_RECORDS FOR PROCESSING:_
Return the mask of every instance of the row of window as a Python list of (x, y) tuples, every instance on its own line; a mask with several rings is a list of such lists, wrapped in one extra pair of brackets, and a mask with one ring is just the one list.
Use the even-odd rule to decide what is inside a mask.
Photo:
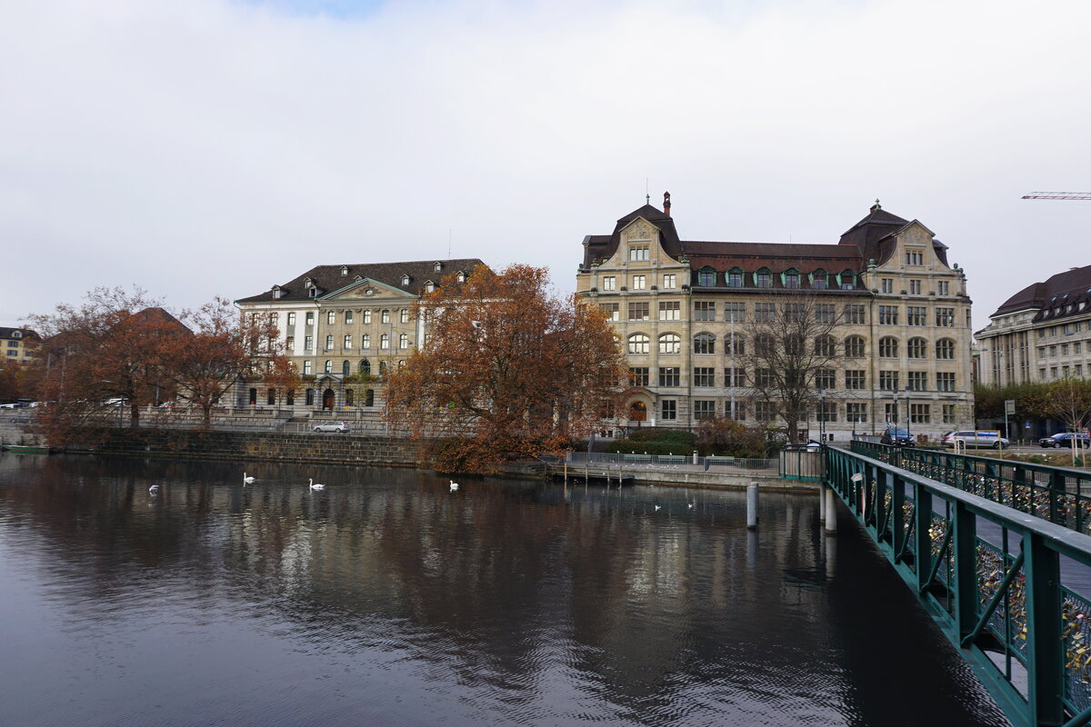
[[(933, 411), (939, 415), (938, 421), (944, 424), (956, 424), (958, 414), (957, 404), (938, 404), (935, 407), (928, 403), (910, 403), (909, 422), (912, 424), (931, 424)], [(631, 416), (634, 412), (631, 412)], [(694, 399), (693, 417), (697, 421), (716, 419), (722, 415), (738, 422), (745, 422), (748, 413), (753, 413), (758, 422), (770, 422), (780, 414), (780, 408), (774, 401), (719, 401), (716, 399)], [(884, 421), (888, 424), (901, 424), (906, 422), (906, 407), (897, 403), (885, 402), (883, 404)], [(815, 409), (807, 412), (807, 421), (816, 422), (838, 422), (843, 415), (844, 422), (852, 424), (865, 424), (867, 422), (867, 404), (865, 402), (850, 401), (840, 404), (836, 401), (827, 401), (817, 404)], [(679, 402), (676, 399), (661, 399), (659, 401), (659, 416), (664, 421), (674, 421), (679, 417)], [(633, 416), (636, 419), (635, 416)]]
[[(405, 361), (398, 361), (398, 368), (404, 368), (405, 365), (406, 365)], [(385, 361), (380, 361), (379, 362), (379, 375), (380, 376), (384, 376), (386, 374), (386, 371), (387, 371), (387, 368), (386, 368), (386, 362)], [(309, 375), (311, 375), (313, 373), (314, 373), (314, 362), (310, 361), (310, 360), (304, 361), (303, 362), (303, 375), (304, 376), (309, 376)], [(334, 373), (334, 362), (333, 361), (326, 361), (324, 364), (322, 364), (322, 373), (324, 373), (324, 374), (332, 374), (332, 373)], [(341, 373), (343, 376), (351, 376), (352, 375), (352, 362), (349, 361), (348, 359), (346, 359), (345, 361), (343, 361), (341, 362), (341, 371), (340, 371), (340, 373)], [(371, 362), (368, 361), (367, 359), (361, 359), (360, 363), (357, 364), (357, 373), (358, 374), (363, 374), (364, 376), (370, 376), (371, 375)]]
[[(334, 350), (334, 337), (332, 335), (331, 336), (326, 336), (325, 343), (326, 343), (326, 346), (325, 346), (325, 350), (326, 351), (333, 351)], [(292, 349), (295, 349), (295, 347), (296, 347), (296, 337), (295, 336), (288, 336), (285, 339), (285, 344), (287, 346), (288, 351), (291, 351)], [(401, 335), (398, 336), (398, 348), (399, 349), (408, 349), (411, 346), (412, 346), (412, 341), (409, 340), (409, 335), (408, 334), (401, 334)], [(361, 349), (370, 349), (371, 348), (371, 334), (363, 334), (362, 336), (360, 336), (360, 348)], [(382, 334), (379, 337), (379, 348), (381, 350), (384, 350), (384, 351), (391, 348), (391, 336), (389, 336), (389, 334)], [(341, 338), (341, 349), (345, 350), (345, 351), (351, 351), (353, 349), (353, 346), (352, 346), (352, 335), (351, 334), (347, 334), (346, 336), (344, 336)], [(304, 336), (303, 337), (303, 350), (304, 351), (313, 351), (314, 350), (314, 337), (313, 336)]]
[[(693, 337), (693, 352), (695, 354), (714, 355), (716, 353), (717, 337), (712, 334), (697, 334)], [(772, 336), (758, 335), (754, 337), (754, 353), (756, 355), (769, 355), (775, 350), (777, 341)], [(789, 349), (798, 348), (803, 350), (802, 340), (787, 340), (784, 346)], [(885, 336), (879, 339), (879, 358), (899, 358), (900, 342), (892, 336)], [(836, 356), (841, 354), (849, 359), (862, 359), (866, 355), (867, 341), (862, 336), (849, 336), (844, 339), (843, 348), (838, 344), (832, 336), (820, 336), (814, 341), (814, 352), (817, 355)], [(906, 346), (906, 355), (909, 359), (927, 359), (928, 341), (923, 338), (911, 338)], [(651, 339), (647, 334), (633, 334), (626, 340), (626, 350), (633, 355), (640, 355), (651, 352)], [(727, 335), (723, 337), (723, 352), (729, 355), (744, 355), (746, 353), (746, 339), (742, 336)], [(662, 334), (659, 336), (659, 353), (672, 354), (682, 353), (682, 338), (678, 334)], [(935, 343), (935, 356), (942, 361), (955, 359), (955, 341), (949, 338), (942, 338)]]
[[(372, 317), (373, 317), (372, 316), (373, 313), (379, 313), (379, 323), (391, 323), (391, 312), (389, 312), (389, 310), (383, 308), (383, 310), (376, 311), (376, 312), (362, 311), (361, 312), (361, 318), (362, 318), (362, 323), (364, 325), (371, 324)], [(253, 313), (253, 314), (251, 314), (252, 319), (255, 323), (259, 320), (259, 316), (261, 316), (261, 315), (262, 314), (260, 314), (260, 313)], [(271, 314), (268, 314), (268, 316), (269, 316), (269, 319), (271, 319), (271, 322), (273, 324), (277, 324), (279, 322), (279, 318), (280, 318), (280, 314), (279, 313), (271, 313)], [(329, 326), (337, 325), (337, 318), (338, 317), (340, 317), (345, 322), (346, 325), (352, 325), (356, 322), (355, 312), (353, 311), (343, 311), (343, 312), (340, 312), (339, 315), (338, 315), (337, 311), (326, 311), (326, 325), (329, 325)], [(288, 313), (288, 328), (293, 328), (296, 326), (296, 322), (297, 322), (297, 314), (293, 313), (293, 312)], [(399, 308), (398, 310), (398, 323), (409, 323), (409, 308)], [(307, 312), (307, 313), (303, 314), (303, 325), (305, 325), (305, 326), (313, 326), (314, 325), (314, 312), (313, 311), (309, 311), (309, 312)]]
[[(750, 385), (751, 378), (745, 368), (727, 367), (723, 368), (722, 378), (717, 376), (717, 369), (712, 366), (694, 366), (691, 384), (696, 388), (716, 387), (722, 385), (726, 388), (745, 387)], [(679, 366), (659, 366), (657, 378), (652, 378), (649, 366), (631, 366), (628, 369), (630, 386), (650, 386), (652, 380), (657, 380), (660, 387), (682, 386), (682, 368)], [(879, 389), (885, 391), (899, 390), (900, 372), (879, 372)], [(842, 386), (849, 390), (860, 390), (867, 388), (867, 372), (853, 368), (841, 372)], [(777, 385), (777, 372), (771, 368), (756, 368), (753, 374), (754, 386), (763, 388)], [(722, 384), (721, 384), (722, 383)], [(935, 378), (936, 391), (955, 391), (956, 377), (954, 372), (938, 372)], [(816, 389), (837, 389), (838, 372), (834, 368), (819, 368), (814, 374), (814, 386)], [(923, 371), (911, 371), (907, 373), (906, 391), (928, 391), (928, 373)]]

_YOUR INSTRUCTIONS:_ From the material above, reproduce everything verbatim except the pictures.

_TASK RESULT:_
Return the mask of every instance of the row of window as a Python list of (x, y) tuples, every instance on its own line; a mask with several rings is a list of such lists, wrapped in one extra pair of brackets, and a mask with one ring is just the one list.
Use the even-odd rule to decide what is inside a mask.
Photo:
[[(933, 411), (939, 415), (938, 421), (944, 424), (956, 424), (958, 414), (957, 404), (938, 404), (935, 407), (928, 403), (910, 403), (909, 422), (912, 424), (931, 424)], [(631, 416), (634, 412), (631, 412)], [(694, 399), (693, 417), (697, 421), (716, 419), (722, 415), (738, 422), (745, 422), (748, 413), (753, 413), (758, 422), (770, 422), (780, 414), (780, 408), (774, 401), (719, 401), (716, 399)], [(884, 421), (888, 424), (901, 424), (906, 422), (906, 407), (897, 403), (885, 402), (883, 404)], [(815, 409), (807, 412), (807, 421), (816, 422), (838, 422), (843, 415), (844, 422), (852, 424), (865, 424), (867, 422), (867, 404), (865, 402), (850, 401), (840, 404), (836, 401), (827, 401), (817, 404)], [(679, 402), (676, 399), (661, 399), (659, 401), (659, 416), (664, 421), (674, 421), (679, 417)], [(633, 416), (636, 419), (635, 416)]]
[[(405, 361), (398, 361), (398, 368), (404, 368), (405, 365), (406, 365)], [(385, 361), (380, 361), (379, 362), (379, 375), (380, 376), (384, 376), (386, 374), (386, 371), (387, 371), (387, 368), (386, 368), (386, 362)], [(309, 375), (311, 375), (313, 373), (314, 373), (314, 362), (310, 361), (310, 360), (304, 361), (303, 362), (303, 375), (304, 376), (309, 376)], [(334, 373), (334, 362), (333, 361), (326, 361), (324, 364), (322, 364), (322, 373), (324, 373), (324, 374), (332, 374), (332, 373)], [(341, 373), (343, 376), (351, 376), (352, 375), (352, 362), (349, 361), (348, 359), (346, 359), (345, 361), (343, 361), (341, 362), (341, 371), (340, 371), (340, 373)], [(371, 362), (368, 361), (367, 359), (361, 359), (360, 363), (357, 364), (357, 373), (358, 374), (363, 374), (364, 376), (370, 376), (371, 375)]]
[[(334, 350), (334, 337), (332, 335), (331, 336), (326, 336), (325, 343), (326, 343), (326, 346), (325, 346), (325, 350), (326, 351), (333, 351)], [(292, 349), (295, 349), (295, 347), (296, 347), (296, 337), (295, 336), (288, 336), (285, 339), (285, 344), (287, 346), (288, 351), (291, 351)], [(401, 335), (398, 336), (398, 348), (399, 349), (408, 349), (411, 346), (412, 346), (412, 341), (409, 340), (409, 335), (408, 334), (401, 334)], [(361, 349), (370, 349), (371, 348), (371, 334), (363, 334), (362, 336), (360, 336), (360, 348)], [(382, 334), (379, 337), (379, 348), (381, 350), (384, 350), (384, 351), (391, 348), (391, 336), (389, 336), (389, 334)], [(341, 338), (341, 349), (345, 350), (345, 351), (351, 351), (353, 349), (353, 346), (352, 346), (352, 335), (351, 334), (347, 334), (346, 336), (344, 336)], [(304, 336), (303, 337), (303, 350), (304, 351), (313, 351), (314, 350), (314, 337), (313, 336)]]
[[(693, 337), (693, 352), (695, 354), (714, 355), (716, 353), (717, 337), (712, 334), (697, 334)], [(772, 336), (758, 335), (754, 337), (754, 353), (756, 355), (769, 355), (775, 350), (777, 341)], [(789, 349), (798, 348), (803, 350), (802, 340), (787, 340), (784, 346)], [(885, 336), (879, 339), (879, 358), (899, 358), (900, 342), (892, 336)], [(836, 356), (841, 354), (849, 359), (862, 359), (866, 355), (867, 341), (862, 336), (849, 336), (844, 339), (843, 348), (838, 344), (832, 336), (820, 336), (814, 341), (814, 352), (817, 355)], [(906, 346), (906, 355), (909, 359), (927, 359), (928, 341), (923, 338), (911, 338)], [(651, 339), (647, 334), (633, 334), (626, 340), (626, 350), (633, 355), (640, 355), (651, 352)], [(727, 335), (723, 337), (723, 352), (729, 355), (744, 355), (746, 353), (746, 339), (742, 336)], [(662, 334), (659, 336), (659, 353), (672, 354), (682, 353), (682, 338), (678, 334)], [(935, 343), (935, 356), (942, 361), (955, 359), (955, 341), (949, 338), (942, 338)]]
[[(372, 317), (373, 317), (372, 316), (373, 313), (379, 313), (379, 323), (391, 323), (391, 312), (389, 312), (389, 310), (383, 308), (383, 310), (376, 311), (376, 312), (362, 311), (361, 312), (361, 318), (362, 318), (362, 323), (364, 325), (371, 324)], [(253, 313), (253, 314), (251, 314), (252, 319), (255, 323), (259, 320), (259, 316), (261, 316), (261, 315), (262, 314), (260, 314), (260, 313)], [(271, 314), (268, 314), (268, 316), (269, 316), (269, 319), (271, 319), (271, 322), (273, 324), (277, 324), (279, 322), (279, 318), (280, 318), (280, 314), (279, 313), (271, 313)], [(329, 326), (337, 325), (337, 318), (338, 317), (340, 317), (345, 322), (346, 325), (352, 325), (356, 322), (355, 312), (353, 311), (343, 311), (343, 312), (340, 312), (339, 315), (338, 315), (337, 311), (326, 311), (326, 325), (329, 325)], [(288, 313), (288, 328), (293, 328), (296, 326), (296, 322), (297, 322), (297, 314), (293, 313), (293, 312)], [(399, 308), (398, 310), (398, 323), (409, 323), (409, 308)], [(307, 312), (307, 313), (303, 314), (303, 325), (305, 325), (305, 326), (313, 326), (314, 325), (314, 312), (313, 311), (309, 311), (309, 312)]]
[[(750, 385), (751, 378), (745, 368), (727, 367), (723, 368), (722, 378), (717, 376), (717, 369), (712, 366), (694, 366), (691, 384), (696, 388), (716, 387), (722, 385), (726, 388), (745, 387)], [(679, 366), (659, 366), (657, 378), (652, 378), (649, 366), (631, 366), (628, 369), (630, 386), (650, 386), (652, 380), (657, 380), (660, 387), (682, 386), (682, 368)], [(879, 389), (885, 391), (899, 390), (900, 372), (879, 372)], [(842, 386), (849, 390), (860, 390), (867, 388), (867, 372), (853, 368), (841, 372)], [(777, 385), (777, 372), (771, 368), (756, 368), (753, 374), (754, 386), (763, 388)], [(722, 384), (721, 384), (722, 383)], [(935, 378), (936, 391), (955, 391), (956, 377), (954, 372), (938, 372)], [(816, 389), (837, 389), (838, 372), (834, 368), (819, 368), (814, 374), (814, 386)], [(923, 371), (911, 371), (907, 373), (906, 391), (928, 391), (928, 373)]]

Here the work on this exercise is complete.